***** TESTO FORNITO
In questo giorno speciale nel quale la Chiesa celebra la solennità di “Tutti i Santi” vogliamo condividere una parte della sua testimonianza per ringraziare Dio per i fratelli che ci ha donato, “i santi della porta accanto”, e come ha scritto Papa Francesco, per lasciarci anche noi entusiasmare e incoraggiare per dare tutto noi stessi, e per crescere verso quel progetto unico e irripetibile che Dio ha voluto per ciascuno di noi da tutta l’eternità.

 

Dalla testimonianza di fra Michele Impagniatiello ai confratelli della Provincia Serafica in occasione della festa della vocazione francescana e degli anniversari , S.Maria degli Angeli, 18 febbraio 2012

“Il tempo della CONTINUITÀ.
**********
***** DATI REGISTRATI
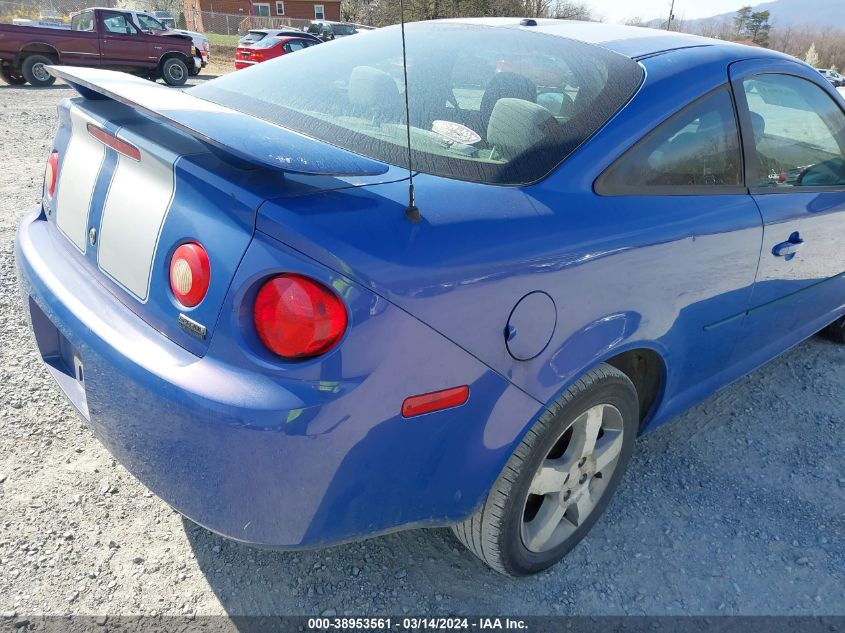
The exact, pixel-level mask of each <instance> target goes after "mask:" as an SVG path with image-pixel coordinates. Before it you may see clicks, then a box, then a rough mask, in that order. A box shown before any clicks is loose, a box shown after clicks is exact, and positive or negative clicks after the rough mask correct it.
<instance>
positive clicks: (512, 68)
mask: <svg viewBox="0 0 845 633" xmlns="http://www.w3.org/2000/svg"><path fill="white" fill-rule="evenodd" d="M504 33H505V30H504V29H498V28H493V27H488V26H482V25H474V24H473V25H465V24H449V23H438V24H432V23H426V22H419V23H415V24H409V25H407V26H406V27H405V35H406V40H407V51H408V64H407V70H408V85H409V86H410V89H409V91H408V95H409V97H408V107H409V110H410V127H411V130H410V136H411V150H412V157H413V163H414V168H415V169H418V170H420V171H423V172H425V173H430V174H435V175H439V176H445V177H451V178H458V179H461V180H471V181H474V182H488V183H499V184H521V183H527V182H534V181H536V180H538V179H540V178H542V177H543V176H545V175H546V174H548V173H549V172H550V171H551V170H552V169H553V168H554V167H555V166H556V165H558V164H559V163H561V162H562V161H563V160H564V159H565V158H566V157H567V156H568V155H569V154H570V153H571V152H572V151H574V150H575V148H577V147H578V146H579V145H580V144H581V143H583V142H584V141H585V140H586V139H587V138H589V137H590V136H591V135H592V134H593V133H594V132H596V131H597V130H598V129H599V128H600V127H601V126H602V125H603V124H604V123H605V122H606V121H607V120H608V119H609V118H610V117H611V116H613V114H614V113H615V112H616V111H617V110H618V109H619V108H620V107H621V106H622V105H624V103H625V102H627V101H628V99H630V98H631V96H633V94H634V92H635V91H636V90H637V88H638V87H639V85H640V83H641V81H642V77H643V71H642V67H641V66H639V64H637V63H636V62H634V61H632V60H631V59H630V58H627V57H624V56H622V55H619V54H616V53H613V52H611V51H609V50H607V49H603V48H600V47H597V46H593V45H590V44H584V43H582V42H577V41H575V40H570V39H566V38H562V37H557V36H553V35H547V34H544V33H538V32H534V31H531V32H529V31H520V30H515V29H508V30H507V32H506V36H504V35H503V34H504ZM401 51H402V40H401V32H400V30H399V28H397V27H386V28H384V29H377V30H375V31H372V32H371V33H369V34H367V36H366V37H361V38H358V37H348V38H343V42H338V43H336V44H332V45H331V46H323V45H321V46H317V47H315V48H314V50H313V51H309V54H308V55H305V56H303V57H302V58H300V57H299V56H298V55H296V56H294V55H290V56H287V55H286V56H282V57H281V58H279V59H276V60H274V61H273V62H272V63H270V64H266V66H268V68H266V69H260V68H255V69H254V70H253V71H252V73H254V74H252V75H251V76H250V77H242V76H237V75H243V73H232V74H230V75H226V76H224V77H221V78H219V79H217V80H215V81H214V82H209V83H208V84H205V85H203V86H198V87H196V88H192V89H191V90H192V94H194V95H195V96H198V97H200V98H204V99H208V100H211V101H215V102H217V103H221V104H223V105H227V106H230V107H236V108H238V109H242V110H244V111H246V112H248V113H250V114H253V115H254V116H258V117H259V118H262V119H265V120H268V121H271V122H273V123H275V124H277V125H282V126H284V127H287V128H290V129H294V130H296V131H298V132H301V133H303V134H306V135H308V136H311V137H313V138H317V139H320V140H324V141H325V142H327V143H330V144H332V145H336V146H340V147H344V148H347V149H350V150H351V151H354V152H357V153H359V154H364V155H366V156H369V157H371V158H375V159H377V160H381V161H384V162H386V163H390V164H393V165H405V164H407V159H408V157H407V152H408V150H407V146H408V145H407V144H408V131H407V130H406V127H405V119H406V117H405V97H404V94H405V79H404V77H403V69H402V56H401ZM289 60H293V62H291V63H289ZM467 60H470V61H467ZM262 72H264V73H265V79H264V80H262V78H261V76H260V75H261V73H262ZM315 77H319V78H320V80H319V81H314V78H315ZM292 85H295V86H297V90H290V88H289V86H292ZM444 130H448V132H447V133H446V134H444V133H442V132H443V131H444ZM460 139H465V140H460Z"/></svg>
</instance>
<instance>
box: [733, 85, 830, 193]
mask: <svg viewBox="0 0 845 633" xmlns="http://www.w3.org/2000/svg"><path fill="white" fill-rule="evenodd" d="M742 85H743V92H745V98H746V100H747V102H748V109H749V111H750V114H751V125H752V127H753V131H754V145H755V146H756V148H757V160H756V164H755V166H754V167H752V173H753V176H752V182H751V183H749V184H750V185H751V186H756V187H771V188H783V187H802V186H803V187H813V186H815V187H818V186H836V185H845V157H843V153H845V151H843V150H845V114H843V113H842V110H840V109H839V107H838V106H837V105H836V103H835V102H834V101H833V99H831V98H830V97H829V96H828V95H827V93H825V91H824V90H822V89H821V88H819V87H818V86H817V85H815V84H814V83H812V82H810V81H807V80H805V79H799V78H798V77H793V76H790V75H758V76H756V77H753V78H750V79H746V80H745V81H743V82H742Z"/></svg>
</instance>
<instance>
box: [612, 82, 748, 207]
mask: <svg viewBox="0 0 845 633" xmlns="http://www.w3.org/2000/svg"><path fill="white" fill-rule="evenodd" d="M741 184H742V157H741V153H740V149H739V135H738V133H737V126H736V117H735V115H734V108H733V102H732V101H731V97H730V94H729V93H728V90H727V89H726V88H723V89H719V90H717V91H716V92H713V93H711V94H709V95H707V96H706V97H704V98H702V99H699V100H698V101H696V102H695V103H693V104H692V105H690V106H688V107H687V108H685V109H684V110H681V112H679V113H678V114H676V115H674V116H673V117H671V118H670V119H669V120H667V121H666V122H664V123H663V124H661V125H660V126H659V127H658V128H656V129H655V130H654V131H653V132H651V133H650V134H649V135H648V136H646V137H645V138H644V139H643V140H642V141H640V142H639V143H638V144H637V145H635V146H634V147H633V148H632V149H630V150H628V152H626V153H625V154H624V155H623V156H622V158H620V159H619V160H618V161H616V163H614V164H613V165H612V166H611V167H610V168H609V169H608V170H607V171H606V172H605V173H604V174H603V175H602V176H601V178H600V180H599V182H598V183H597V190H598V191H599V193H603V194H625V193H627V194H635V193H638V192H640V193H645V194H648V193H649V189H652V188H666V187H670V188H678V189H684V188H688V187H707V188H714V189H715V188H718V187H737V186H739V185H741ZM680 193H682V191H680Z"/></svg>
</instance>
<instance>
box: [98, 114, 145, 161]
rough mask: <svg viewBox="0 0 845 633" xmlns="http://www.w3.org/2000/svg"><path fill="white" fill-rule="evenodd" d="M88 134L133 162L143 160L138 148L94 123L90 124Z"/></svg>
mask: <svg viewBox="0 0 845 633" xmlns="http://www.w3.org/2000/svg"><path fill="white" fill-rule="evenodd" d="M88 133H89V134H90V135H91V136H93V137H94V138H95V139H97V140H98V141H100V142H101V143H102V144H103V145H106V146H108V147H111V148H112V149H113V150H115V151H116V152H120V153H121V154H123V155H124V156H126V157H127V158H131V159H132V160H141V151H140V150H139V149H138V148H137V147H135V146H134V145H130V144H129V143H127V142H126V141H124V140H122V139H119V138H117V137H116V136H115V135H114V134H109V133H108V132H106V131H105V130H104V129H102V128H99V127H97V126H96V125H94V124H93V123H89V124H88Z"/></svg>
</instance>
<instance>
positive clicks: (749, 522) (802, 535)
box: [183, 338, 845, 616]
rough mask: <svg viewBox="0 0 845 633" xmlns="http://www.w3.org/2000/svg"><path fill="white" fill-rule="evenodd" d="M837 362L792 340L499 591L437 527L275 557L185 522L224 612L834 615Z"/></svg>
mask: <svg viewBox="0 0 845 633" xmlns="http://www.w3.org/2000/svg"><path fill="white" fill-rule="evenodd" d="M842 353H843V349H842V348H841V347H837V346H835V345H833V344H831V343H829V342H827V341H825V340H823V339H820V338H814V339H812V340H810V341H807V342H805V343H802V344H801V345H800V346H798V347H797V348H796V349H795V350H793V351H791V352H789V353H787V354H786V355H784V356H783V357H781V359H779V360H778V361H775V362H773V363H770V364H769V365H767V366H765V367H763V368H761V369H758V370H757V371H755V372H754V373H753V374H751V375H750V376H748V377H746V378H744V379H742V380H740V381H739V382H738V383H737V384H735V385H733V386H732V387H729V388H728V389H725V390H724V391H722V392H720V393H718V394H716V395H714V396H713V397H711V398H709V399H708V400H706V401H705V402H704V403H702V404H701V405H699V406H697V407H695V408H694V409H692V410H690V411H689V412H687V413H685V414H684V415H682V416H680V417H679V418H677V419H676V420H674V421H673V422H672V423H670V424H668V425H665V426H663V427H661V428H659V429H657V430H655V431H654V432H652V433H649V434H648V435H646V436H644V437H642V438H640V439H639V440H638V442H637V447H636V450H635V454H634V458H633V459H632V463H631V466H630V469H629V472H628V473H627V475H626V478H625V480H624V481H623V483H622V486H621V488H620V490H619V492H618V494H617V496H616V498H615V499H614V501H613V502H612V503H611V504H610V507H609V509H608V511H607V513H606V515H605V516H604V517H603V518H602V520H600V521H599V523H598V524H597V525H596V527H595V528H594V529H593V531H592V532H591V534H590V535H589V536H588V537H587V539H586V540H585V541H584V542H582V543H581V544H580V545H579V546H578V547H576V548H575V549H574V550H573V551H572V552H571V553H570V554H569V556H567V558H566V559H565V560H564V562H563V563H562V564H560V565H558V566H556V567H554V568H552V569H551V570H549V571H546V572H544V573H542V574H539V575H537V576H534V577H531V578H523V579H511V578H505V577H503V576H500V575H498V574H496V573H495V572H493V571H491V570H490V569H488V568H487V567H485V566H484V565H483V564H482V563H481V562H480V561H478V560H477V559H476V558H475V557H473V556H472V555H471V554H470V553H469V552H468V551H467V550H465V549H464V548H463V547H462V546H461V545H460V544H459V543H458V541H457V540H456V539H455V538H454V537H453V536H452V534H451V532H450V531H449V530H448V529H428V530H413V531H407V532H399V533H394V534H389V535H387V536H383V537H379V538H373V539H370V540H368V541H363V542H359V543H350V544H346V545H341V546H336V547H333V548H329V549H324V550H308V551H298V552H278V551H268V550H261V549H255V548H252V547H248V546H245V545H241V544H238V543H235V542H233V541H229V540H227V539H225V538H222V537H220V536H217V535H215V534H212V533H211V532H208V531H207V530H205V529H203V528H201V527H199V526H197V525H195V524H193V523H191V522H190V521H188V520H183V521H184V528H185V532H186V535H187V537H188V541H189V543H190V546H191V548H192V550H193V553H194V555H195V557H196V561H197V563H198V566H199V568H200V570H201V571H202V573H203V574H204V575H205V578H206V580H207V582H208V584H209V586H210V588H211V589H212V590H213V592H214V593H215V595H216V597H217V599H218V600H219V602H220V604H221V605H222V607H223V608H224V609H225V610H226V612H227V613H228V614H229V615H232V616H237V615H266V616H273V615H295V614H300V615H316V614H321V613H324V612H325V613H327V614H336V615H393V616H397V615H398V616H401V615H402V614H404V613H412V614H435V615H446V614H448V615H460V614H466V615H472V614H475V615H478V614H502V613H506V614H522V615H528V614H537V615H542V614H550V615H556V614H560V615H564V614H579V615H617V614H649V615H651V614H660V615H681V614H687V615H695V614H708V615H719V614H804V615H823V614H836V613H842V612H845V592H843V589H842V585H841V570H842V569H845V478H843V473H845V454H843V452H842V451H841V447H842V446H843V445H845V372H841V371H831V370H830V369H831V368H833V367H837V366H840V367H841V361H842Z"/></svg>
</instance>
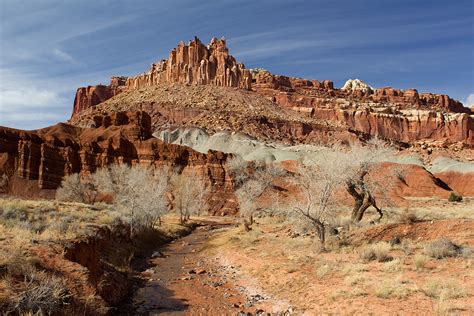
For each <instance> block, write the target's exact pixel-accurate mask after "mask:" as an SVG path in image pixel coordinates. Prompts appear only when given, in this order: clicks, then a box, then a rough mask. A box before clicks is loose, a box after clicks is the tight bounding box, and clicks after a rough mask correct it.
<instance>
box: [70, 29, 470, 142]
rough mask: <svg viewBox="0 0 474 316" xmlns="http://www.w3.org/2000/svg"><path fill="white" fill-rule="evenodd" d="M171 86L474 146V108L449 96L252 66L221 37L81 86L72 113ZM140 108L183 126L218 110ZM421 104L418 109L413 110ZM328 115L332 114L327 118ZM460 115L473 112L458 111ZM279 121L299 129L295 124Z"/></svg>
mask: <svg viewBox="0 0 474 316" xmlns="http://www.w3.org/2000/svg"><path fill="white" fill-rule="evenodd" d="M165 84H180V85H183V86H195V85H205V86H211V87H216V86H219V87H234V88H240V89H242V90H247V91H253V92H256V93H258V94H260V95H263V96H264V97H266V98H267V99H268V100H270V101H272V102H274V103H276V104H277V105H279V106H281V107H283V108H287V109H291V110H294V111H296V112H299V113H302V114H305V115H306V116H307V117H308V116H309V117H311V118H315V119H325V120H327V121H331V123H330V124H332V123H335V124H336V125H338V124H341V123H342V124H345V125H346V127H347V128H348V129H352V130H354V131H355V132H360V133H368V134H371V135H379V136H381V137H384V138H390V139H393V140H396V141H401V142H407V143H412V142H414V141H418V140H421V139H431V140H441V139H442V140H448V141H452V142H463V143H466V144H468V145H474V141H473V137H474V136H473V133H474V132H473V125H474V118H473V117H472V116H470V115H471V110H470V109H469V108H466V107H464V106H463V105H462V104H461V103H460V102H459V101H456V100H453V99H451V98H450V97H449V96H447V95H443V94H433V93H419V92H418V91H417V90H416V89H408V90H400V89H395V88H391V87H384V88H379V89H374V88H372V87H370V86H369V85H368V84H366V83H364V82H363V81H361V80H359V79H353V80H352V79H351V80H348V81H347V82H346V83H345V85H344V86H343V87H342V89H337V88H335V87H334V84H333V82H332V81H329V80H320V81H319V80H307V79H302V78H293V77H288V76H280V75H274V74H272V73H270V72H268V71H266V70H264V69H258V68H256V69H245V67H244V65H242V64H240V63H238V62H237V61H236V59H235V58H234V57H232V56H231V55H230V54H229V50H228V48H227V46H226V41H225V39H224V38H222V39H220V40H218V39H216V38H213V39H212V40H211V42H210V43H209V45H207V46H206V45H204V44H202V43H201V41H200V40H199V39H198V38H195V39H194V40H192V41H190V42H189V43H188V44H187V45H186V44H185V43H184V42H181V43H180V44H179V45H178V46H177V47H176V48H174V49H173V50H172V51H171V53H170V54H169V56H168V59H166V60H161V61H160V62H157V63H154V64H153V65H152V66H151V68H150V70H149V71H148V72H146V73H144V74H142V75H138V76H135V77H129V78H125V77H114V78H112V81H111V83H110V85H108V86H104V85H99V86H89V87H86V88H79V89H78V91H77V93H76V99H75V102H74V110H73V114H72V118H73V119H76V118H77V117H78V116H81V115H82V113H83V112H84V111H85V110H86V109H89V108H92V107H94V106H96V105H98V104H100V103H103V102H105V101H106V100H108V99H111V98H114V97H115V96H117V95H118V94H120V93H123V92H124V91H128V92H132V91H136V90H139V89H144V88H150V87H157V86H160V85H165ZM147 92H148V91H147ZM140 106H141V108H139V109H140V110H144V111H147V112H149V113H150V114H151V115H152V117H153V118H154V119H155V117H156V115H155V113H157V112H160V115H161V120H166V119H167V117H168V118H169V121H168V123H169V124H175V123H177V124H180V123H179V122H180V121H182V119H180V118H181V117H183V118H184V117H192V116H198V115H201V114H202V115H206V113H208V112H209V111H211V112H212V111H213V110H212V109H210V108H206V109H204V110H201V109H199V110H196V109H195V108H194V107H191V108H189V107H186V108H185V109H180V108H178V109H172V108H167V109H158V108H160V107H162V105H160V104H158V105H157V104H154V103H151V104H147V103H143V104H141V105H140ZM125 110H128V109H125ZM415 110H416V111H418V112H417V113H416V114H413V113H414V112H413V111H415ZM404 111H405V112H404ZM407 111H408V112H407ZM203 113H204V114H203ZM321 113H324V115H323V116H319V114H321ZM329 113H332V114H331V115H329ZM407 113H408V114H407ZM455 113H464V114H465V115H459V116H457V115H453V114H455ZM73 121H74V120H73ZM76 121H78V120H77V119H76ZM292 124H293V125H294V124H295V123H294V122H293V123H292ZM201 127H204V126H201ZM279 127H281V128H282V129H283V130H293V128H292V127H291V126H283V125H282V126H279ZM288 137H289V138H291V137H292V136H291V135H288ZM304 140H305V141H306V140H308V138H307V137H305V138H304Z"/></svg>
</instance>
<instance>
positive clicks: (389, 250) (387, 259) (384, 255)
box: [359, 242, 393, 262]
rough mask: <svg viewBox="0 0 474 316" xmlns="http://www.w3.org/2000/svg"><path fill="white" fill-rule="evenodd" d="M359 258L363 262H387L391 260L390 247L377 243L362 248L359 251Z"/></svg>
mask: <svg viewBox="0 0 474 316" xmlns="http://www.w3.org/2000/svg"><path fill="white" fill-rule="evenodd" d="M359 258H360V259H362V261H364V262H369V261H373V260H377V261H378V262H387V261H391V260H392V259H393V257H392V256H390V245H389V244H388V243H386V242H379V243H376V244H371V245H367V246H365V247H363V248H362V249H361V250H360V251H359Z"/></svg>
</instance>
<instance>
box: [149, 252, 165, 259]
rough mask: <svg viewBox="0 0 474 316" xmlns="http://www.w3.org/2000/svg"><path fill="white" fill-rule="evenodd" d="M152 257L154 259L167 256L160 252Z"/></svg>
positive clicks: (154, 254) (154, 253)
mask: <svg viewBox="0 0 474 316" xmlns="http://www.w3.org/2000/svg"><path fill="white" fill-rule="evenodd" d="M151 257H152V258H164V257H165V255H164V254H163V253H161V252H159V251H155V252H153V253H152V254H151Z"/></svg>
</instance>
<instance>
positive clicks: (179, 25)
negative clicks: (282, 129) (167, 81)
**********
• _COMPITO 1_: Filtra le righe riportate sopra e copia ognuna di quelle che contengono la stringa "negative".
• _COMPITO 2_: Per favore, prosegui il testo sulla testimonianza di fra Michele Impagniatiello dopo l'ultima frase riportata.

• _RISULTATO 1_:
The exact, pixel-level mask of each <instance> target goes after "mask:" as an SVG path with image-pixel coordinates. Before it you may see clicks, then a box, then a rough mask, in that order. A box shown before any clicks is loose, a box shown after clicks is exact, and positive or negative clicks after the rough mask correct it.
negative clicks: (282, 129) (167, 81)

• _RISULTATO 2_:
Sorella infermità

In 10 anni vissuti in Congo il Signore mi ha dato la grazia di vivere pienamente la mia vocazione francescana e il mio sacerdozio, facendomi sperimentare le mie povertà e scoprire i miei talenti, facendomi incontrare un’altra cultura e parlare altre lingue, facendomi incontrare i volti di tanta gente: i poveri nei quartieri, i bambini, i saggi tradizionali, le tante mamme che tornavano stanche dai campi. Un tempo dove ho percorso in lungo e in largo i vari sentieri della foresta con la mia bicicletta per incontrare e salutare la gente nei villaggi. Attualmente, come tutti già sapete, la mia vita è segnata da “sorella infermità”, una bicicletta che sto imparando a pedalare giorno dopo giorno nella continuità della vita missionaria. Il movimento è lo stesso, pedalare sempre in avanti; lo zaino è lo stesso, il Vangelo; lo spirito è lo stesso, la gioia di annunciare; il sentiero è identico: piano, stretto, faticoso, in salita; la meta è la stessa, i volti della gente. Sto vivendo questa continuità della vita missionaria a braccetto di “sorella infermità”, sull’esempio della vita del Signore, che dopo aver insegnato nelle sinagoghe, annunciato il Vangelo ai poveri, guarito gli infermi, espulso i demoni, ha accolto il cammino della croce e dell’offerta nella continuità feconda della sua vita missionaria. Così oggi vivo questo tempo della sofferenza offrendola per il bene della Chiesa, della missione in Congo e della nostra Provincia.”

Fra Michele Impagniatiello

 

…non mi veniva chiesto nient’altro se non essere me stessa fino in fondo

Lo scorso marzo, ho ricevuto il mandato per la missione in Uganda ( dopo l’esperienza di Giovani e Missione), nel progetto francescano di Giorgio e Marta, Ewe Mama, che prevede una scuola per bambini disabili e un orfanotrofio per bambine e ragazze.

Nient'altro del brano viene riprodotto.